_Listed entries:_
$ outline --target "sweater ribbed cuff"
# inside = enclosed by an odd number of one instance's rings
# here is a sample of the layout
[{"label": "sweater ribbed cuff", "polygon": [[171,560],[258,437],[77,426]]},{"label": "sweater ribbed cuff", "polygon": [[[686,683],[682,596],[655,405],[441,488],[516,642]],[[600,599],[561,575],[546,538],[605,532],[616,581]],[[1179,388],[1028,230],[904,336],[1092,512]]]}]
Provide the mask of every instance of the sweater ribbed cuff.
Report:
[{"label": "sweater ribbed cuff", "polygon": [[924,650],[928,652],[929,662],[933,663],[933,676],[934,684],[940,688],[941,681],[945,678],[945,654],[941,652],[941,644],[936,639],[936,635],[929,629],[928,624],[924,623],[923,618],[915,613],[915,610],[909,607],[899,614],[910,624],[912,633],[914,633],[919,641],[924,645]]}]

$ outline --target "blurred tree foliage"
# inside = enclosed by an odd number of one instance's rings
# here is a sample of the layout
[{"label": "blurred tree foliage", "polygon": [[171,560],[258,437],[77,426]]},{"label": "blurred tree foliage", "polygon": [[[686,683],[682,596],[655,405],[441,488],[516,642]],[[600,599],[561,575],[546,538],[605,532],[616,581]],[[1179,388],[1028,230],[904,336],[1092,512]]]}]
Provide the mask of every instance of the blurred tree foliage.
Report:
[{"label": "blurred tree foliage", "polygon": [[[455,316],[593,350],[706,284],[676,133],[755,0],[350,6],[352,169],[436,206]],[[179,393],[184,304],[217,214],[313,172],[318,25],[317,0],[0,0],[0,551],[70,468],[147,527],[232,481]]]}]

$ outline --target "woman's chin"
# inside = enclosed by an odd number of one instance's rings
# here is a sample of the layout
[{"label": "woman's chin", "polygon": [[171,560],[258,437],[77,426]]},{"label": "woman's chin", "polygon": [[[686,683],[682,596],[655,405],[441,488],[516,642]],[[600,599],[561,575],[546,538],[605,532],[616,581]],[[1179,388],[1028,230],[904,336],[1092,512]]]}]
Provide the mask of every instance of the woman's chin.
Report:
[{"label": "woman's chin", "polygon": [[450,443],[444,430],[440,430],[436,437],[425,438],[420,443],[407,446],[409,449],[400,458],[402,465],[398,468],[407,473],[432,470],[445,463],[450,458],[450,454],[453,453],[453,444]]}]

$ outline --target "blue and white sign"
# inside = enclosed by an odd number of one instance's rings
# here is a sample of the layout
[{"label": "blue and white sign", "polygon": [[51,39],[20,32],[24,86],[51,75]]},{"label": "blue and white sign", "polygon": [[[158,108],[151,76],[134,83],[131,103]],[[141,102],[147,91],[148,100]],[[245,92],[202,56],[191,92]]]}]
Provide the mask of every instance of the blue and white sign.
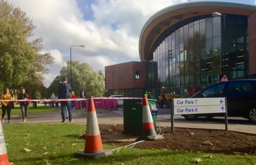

_Exercise details:_ Pick out every line in the rows above that contains the string "outline", and copy each one. Case counts.

_Finished answer:_
$ outline --target "sweater ribbed cuff"
$ outline --target "blurred tree foliage"
$ outline --target "woman's chin"
$ outline --target "blue and white sign"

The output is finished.